Point-per-instance localization data
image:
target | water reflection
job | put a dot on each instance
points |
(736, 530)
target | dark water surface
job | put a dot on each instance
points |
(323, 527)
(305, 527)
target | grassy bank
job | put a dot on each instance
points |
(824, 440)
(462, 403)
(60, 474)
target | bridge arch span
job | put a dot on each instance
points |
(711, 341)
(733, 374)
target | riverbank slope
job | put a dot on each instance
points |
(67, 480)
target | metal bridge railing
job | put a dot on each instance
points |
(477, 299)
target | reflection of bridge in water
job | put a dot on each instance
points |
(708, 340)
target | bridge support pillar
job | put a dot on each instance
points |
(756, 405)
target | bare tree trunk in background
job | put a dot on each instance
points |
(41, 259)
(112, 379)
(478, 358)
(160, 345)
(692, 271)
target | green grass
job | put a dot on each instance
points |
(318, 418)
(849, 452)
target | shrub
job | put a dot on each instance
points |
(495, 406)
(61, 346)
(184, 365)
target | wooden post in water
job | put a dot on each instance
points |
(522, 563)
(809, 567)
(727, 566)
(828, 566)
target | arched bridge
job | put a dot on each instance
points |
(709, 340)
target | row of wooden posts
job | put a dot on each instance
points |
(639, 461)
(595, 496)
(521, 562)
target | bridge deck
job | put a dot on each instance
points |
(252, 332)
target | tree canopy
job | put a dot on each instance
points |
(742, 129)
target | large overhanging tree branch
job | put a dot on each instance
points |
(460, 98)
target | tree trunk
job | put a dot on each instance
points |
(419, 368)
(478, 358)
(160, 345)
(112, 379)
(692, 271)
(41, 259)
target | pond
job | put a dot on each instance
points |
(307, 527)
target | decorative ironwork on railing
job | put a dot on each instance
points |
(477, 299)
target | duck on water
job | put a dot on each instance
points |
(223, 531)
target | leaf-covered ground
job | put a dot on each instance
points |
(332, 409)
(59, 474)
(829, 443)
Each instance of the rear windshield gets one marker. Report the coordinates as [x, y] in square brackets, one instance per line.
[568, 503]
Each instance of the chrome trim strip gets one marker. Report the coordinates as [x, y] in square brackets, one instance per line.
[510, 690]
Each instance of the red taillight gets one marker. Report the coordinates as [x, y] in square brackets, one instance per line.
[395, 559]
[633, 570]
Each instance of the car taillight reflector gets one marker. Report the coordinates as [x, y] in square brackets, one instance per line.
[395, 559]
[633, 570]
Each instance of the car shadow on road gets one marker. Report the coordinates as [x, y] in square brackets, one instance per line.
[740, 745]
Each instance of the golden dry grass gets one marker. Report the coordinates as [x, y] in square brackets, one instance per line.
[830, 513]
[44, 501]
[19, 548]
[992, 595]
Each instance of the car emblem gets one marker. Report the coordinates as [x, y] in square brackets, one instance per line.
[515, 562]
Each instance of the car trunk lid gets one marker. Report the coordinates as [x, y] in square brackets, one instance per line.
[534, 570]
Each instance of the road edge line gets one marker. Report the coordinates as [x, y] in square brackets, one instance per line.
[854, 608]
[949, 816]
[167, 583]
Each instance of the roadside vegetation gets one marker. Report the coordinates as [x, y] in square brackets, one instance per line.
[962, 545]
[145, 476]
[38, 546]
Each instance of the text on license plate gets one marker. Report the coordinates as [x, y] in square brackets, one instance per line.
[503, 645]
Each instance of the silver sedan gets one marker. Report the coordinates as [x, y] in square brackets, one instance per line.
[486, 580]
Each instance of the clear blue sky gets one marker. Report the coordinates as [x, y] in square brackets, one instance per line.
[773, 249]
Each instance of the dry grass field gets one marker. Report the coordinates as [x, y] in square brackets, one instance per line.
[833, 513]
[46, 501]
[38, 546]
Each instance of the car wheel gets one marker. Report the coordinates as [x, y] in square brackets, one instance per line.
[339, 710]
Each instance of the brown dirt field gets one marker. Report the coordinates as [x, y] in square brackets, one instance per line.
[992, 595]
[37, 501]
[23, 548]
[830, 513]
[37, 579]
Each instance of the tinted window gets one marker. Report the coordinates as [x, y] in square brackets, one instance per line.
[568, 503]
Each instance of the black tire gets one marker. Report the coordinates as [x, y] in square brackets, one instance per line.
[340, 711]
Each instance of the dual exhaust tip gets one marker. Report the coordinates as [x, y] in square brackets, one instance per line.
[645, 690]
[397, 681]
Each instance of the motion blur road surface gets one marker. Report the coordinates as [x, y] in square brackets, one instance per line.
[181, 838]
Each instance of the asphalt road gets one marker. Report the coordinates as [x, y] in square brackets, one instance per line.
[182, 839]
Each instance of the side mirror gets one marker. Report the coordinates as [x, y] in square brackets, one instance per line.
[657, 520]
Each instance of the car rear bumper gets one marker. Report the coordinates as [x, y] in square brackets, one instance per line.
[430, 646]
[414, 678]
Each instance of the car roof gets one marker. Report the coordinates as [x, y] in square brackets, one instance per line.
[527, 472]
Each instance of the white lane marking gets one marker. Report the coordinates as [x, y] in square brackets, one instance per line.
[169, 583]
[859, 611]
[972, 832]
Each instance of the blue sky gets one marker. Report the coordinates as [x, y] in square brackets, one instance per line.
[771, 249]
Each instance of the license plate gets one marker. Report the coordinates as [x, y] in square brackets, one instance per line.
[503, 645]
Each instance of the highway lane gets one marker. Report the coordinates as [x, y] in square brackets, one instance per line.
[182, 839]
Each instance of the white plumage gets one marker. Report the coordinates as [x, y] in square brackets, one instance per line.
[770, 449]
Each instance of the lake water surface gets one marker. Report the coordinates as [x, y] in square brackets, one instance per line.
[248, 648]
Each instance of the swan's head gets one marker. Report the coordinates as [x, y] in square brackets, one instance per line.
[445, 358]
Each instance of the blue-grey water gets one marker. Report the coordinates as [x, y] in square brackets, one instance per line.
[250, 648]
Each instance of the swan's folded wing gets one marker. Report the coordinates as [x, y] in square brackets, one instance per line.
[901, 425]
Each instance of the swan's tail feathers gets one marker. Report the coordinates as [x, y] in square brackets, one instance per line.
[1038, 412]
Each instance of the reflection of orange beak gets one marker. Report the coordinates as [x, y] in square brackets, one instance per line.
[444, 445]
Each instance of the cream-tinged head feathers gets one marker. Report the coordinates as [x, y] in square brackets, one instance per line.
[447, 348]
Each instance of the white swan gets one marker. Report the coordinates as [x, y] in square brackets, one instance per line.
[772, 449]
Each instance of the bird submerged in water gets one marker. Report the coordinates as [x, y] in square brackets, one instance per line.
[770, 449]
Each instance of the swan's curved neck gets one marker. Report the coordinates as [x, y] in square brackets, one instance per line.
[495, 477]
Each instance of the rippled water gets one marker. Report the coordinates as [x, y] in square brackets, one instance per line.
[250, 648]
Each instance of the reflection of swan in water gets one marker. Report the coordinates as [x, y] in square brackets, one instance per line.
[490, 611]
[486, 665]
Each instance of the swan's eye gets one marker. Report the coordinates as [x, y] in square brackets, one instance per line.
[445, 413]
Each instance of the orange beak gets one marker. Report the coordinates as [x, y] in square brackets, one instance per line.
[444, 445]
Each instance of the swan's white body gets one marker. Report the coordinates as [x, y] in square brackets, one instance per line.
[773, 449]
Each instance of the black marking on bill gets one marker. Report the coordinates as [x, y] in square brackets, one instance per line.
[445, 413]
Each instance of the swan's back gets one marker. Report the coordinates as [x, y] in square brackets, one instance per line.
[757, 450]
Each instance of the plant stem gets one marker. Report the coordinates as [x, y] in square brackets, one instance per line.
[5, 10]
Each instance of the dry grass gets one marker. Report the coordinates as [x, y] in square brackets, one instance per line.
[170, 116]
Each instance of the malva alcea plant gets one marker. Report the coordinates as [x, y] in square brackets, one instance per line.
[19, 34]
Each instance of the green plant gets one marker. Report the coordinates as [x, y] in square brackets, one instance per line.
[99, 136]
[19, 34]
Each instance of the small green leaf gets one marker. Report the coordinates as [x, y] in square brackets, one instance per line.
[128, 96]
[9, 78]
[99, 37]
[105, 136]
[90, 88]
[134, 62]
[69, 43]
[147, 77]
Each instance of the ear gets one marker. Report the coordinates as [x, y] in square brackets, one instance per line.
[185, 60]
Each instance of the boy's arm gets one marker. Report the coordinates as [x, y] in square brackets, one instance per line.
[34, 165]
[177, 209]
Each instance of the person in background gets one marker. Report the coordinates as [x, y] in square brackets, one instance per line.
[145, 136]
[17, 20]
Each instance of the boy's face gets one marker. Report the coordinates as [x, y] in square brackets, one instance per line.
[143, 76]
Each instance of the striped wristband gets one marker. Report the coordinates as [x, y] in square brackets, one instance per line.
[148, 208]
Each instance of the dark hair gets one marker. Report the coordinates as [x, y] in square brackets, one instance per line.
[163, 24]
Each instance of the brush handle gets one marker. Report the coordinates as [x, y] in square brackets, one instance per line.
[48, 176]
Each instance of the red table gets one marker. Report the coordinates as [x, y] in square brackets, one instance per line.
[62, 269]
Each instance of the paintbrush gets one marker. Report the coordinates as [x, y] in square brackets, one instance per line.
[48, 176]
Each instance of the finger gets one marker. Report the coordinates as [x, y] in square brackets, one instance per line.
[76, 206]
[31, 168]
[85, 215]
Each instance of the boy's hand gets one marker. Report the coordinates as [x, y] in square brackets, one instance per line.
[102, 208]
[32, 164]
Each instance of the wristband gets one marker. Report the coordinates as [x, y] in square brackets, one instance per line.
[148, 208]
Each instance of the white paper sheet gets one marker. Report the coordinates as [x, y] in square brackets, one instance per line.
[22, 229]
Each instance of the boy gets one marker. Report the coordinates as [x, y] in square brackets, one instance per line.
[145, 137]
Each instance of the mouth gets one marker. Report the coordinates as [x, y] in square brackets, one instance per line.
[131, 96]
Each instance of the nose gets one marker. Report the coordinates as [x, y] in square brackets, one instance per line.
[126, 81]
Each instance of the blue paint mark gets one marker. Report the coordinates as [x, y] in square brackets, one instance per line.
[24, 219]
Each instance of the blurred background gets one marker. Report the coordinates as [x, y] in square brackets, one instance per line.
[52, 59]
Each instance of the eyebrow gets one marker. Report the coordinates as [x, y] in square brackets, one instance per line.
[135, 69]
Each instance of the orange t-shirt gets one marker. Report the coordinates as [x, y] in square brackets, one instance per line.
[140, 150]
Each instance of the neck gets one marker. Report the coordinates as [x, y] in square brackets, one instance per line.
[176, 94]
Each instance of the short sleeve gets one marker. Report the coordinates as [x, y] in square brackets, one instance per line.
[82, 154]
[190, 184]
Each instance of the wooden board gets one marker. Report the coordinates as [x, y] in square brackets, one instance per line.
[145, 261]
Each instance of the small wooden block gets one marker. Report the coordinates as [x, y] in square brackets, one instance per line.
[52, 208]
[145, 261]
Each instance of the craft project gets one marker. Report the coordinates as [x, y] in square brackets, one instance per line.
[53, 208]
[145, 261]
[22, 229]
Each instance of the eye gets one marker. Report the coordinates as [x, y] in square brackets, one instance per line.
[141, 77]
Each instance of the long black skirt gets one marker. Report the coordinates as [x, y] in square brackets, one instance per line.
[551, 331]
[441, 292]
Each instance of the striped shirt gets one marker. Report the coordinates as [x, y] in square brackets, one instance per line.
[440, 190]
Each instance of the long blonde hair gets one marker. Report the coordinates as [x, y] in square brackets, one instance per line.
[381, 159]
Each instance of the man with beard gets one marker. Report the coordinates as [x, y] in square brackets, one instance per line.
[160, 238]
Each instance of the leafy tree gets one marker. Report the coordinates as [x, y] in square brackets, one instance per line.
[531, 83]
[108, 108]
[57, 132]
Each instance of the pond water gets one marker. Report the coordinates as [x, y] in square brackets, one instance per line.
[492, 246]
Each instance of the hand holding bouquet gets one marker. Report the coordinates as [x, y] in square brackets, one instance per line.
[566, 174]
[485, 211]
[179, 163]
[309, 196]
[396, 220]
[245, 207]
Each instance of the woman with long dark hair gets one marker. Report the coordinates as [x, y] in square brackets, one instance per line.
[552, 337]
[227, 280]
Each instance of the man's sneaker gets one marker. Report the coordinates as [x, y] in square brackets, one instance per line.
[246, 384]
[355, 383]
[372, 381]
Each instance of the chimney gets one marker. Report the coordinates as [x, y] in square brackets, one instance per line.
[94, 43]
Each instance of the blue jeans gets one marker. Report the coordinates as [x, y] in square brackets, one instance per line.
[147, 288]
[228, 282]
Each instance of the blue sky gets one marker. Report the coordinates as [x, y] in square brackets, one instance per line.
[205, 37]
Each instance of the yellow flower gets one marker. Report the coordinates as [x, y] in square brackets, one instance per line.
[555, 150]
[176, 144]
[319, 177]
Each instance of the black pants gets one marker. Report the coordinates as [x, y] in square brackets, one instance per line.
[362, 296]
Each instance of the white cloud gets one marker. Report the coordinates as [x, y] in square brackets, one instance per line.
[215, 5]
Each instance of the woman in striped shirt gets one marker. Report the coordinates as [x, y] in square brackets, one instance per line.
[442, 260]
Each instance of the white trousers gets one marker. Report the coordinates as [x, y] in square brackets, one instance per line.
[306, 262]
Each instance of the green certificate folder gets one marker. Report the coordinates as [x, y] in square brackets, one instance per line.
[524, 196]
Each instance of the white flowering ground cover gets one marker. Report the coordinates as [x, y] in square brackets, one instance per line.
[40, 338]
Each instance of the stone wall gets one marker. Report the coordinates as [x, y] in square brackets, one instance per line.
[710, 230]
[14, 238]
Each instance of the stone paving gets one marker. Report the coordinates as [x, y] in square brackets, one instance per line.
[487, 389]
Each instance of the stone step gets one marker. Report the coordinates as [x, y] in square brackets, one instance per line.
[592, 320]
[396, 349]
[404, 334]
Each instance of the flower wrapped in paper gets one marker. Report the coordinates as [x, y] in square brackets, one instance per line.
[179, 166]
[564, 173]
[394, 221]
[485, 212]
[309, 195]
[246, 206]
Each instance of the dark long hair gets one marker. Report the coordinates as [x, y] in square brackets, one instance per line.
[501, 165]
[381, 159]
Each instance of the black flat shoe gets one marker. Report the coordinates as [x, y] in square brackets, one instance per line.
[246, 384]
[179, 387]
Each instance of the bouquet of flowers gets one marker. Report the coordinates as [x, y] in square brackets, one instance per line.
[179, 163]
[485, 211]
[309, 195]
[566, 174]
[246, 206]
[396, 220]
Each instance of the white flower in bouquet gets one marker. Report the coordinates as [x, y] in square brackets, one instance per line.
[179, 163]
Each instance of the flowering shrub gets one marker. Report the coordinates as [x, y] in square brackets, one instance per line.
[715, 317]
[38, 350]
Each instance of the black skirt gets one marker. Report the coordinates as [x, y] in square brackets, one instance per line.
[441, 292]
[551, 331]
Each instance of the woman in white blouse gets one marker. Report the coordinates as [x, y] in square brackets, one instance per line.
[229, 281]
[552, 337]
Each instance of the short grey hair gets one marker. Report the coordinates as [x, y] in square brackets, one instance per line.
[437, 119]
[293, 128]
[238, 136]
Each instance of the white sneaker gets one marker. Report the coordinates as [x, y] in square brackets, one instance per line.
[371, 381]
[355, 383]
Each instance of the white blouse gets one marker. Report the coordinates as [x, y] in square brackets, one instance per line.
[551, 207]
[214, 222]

- _Activity_:
A single number is the answer: the count of lines above that include the string "railing".

- _Written response_:
2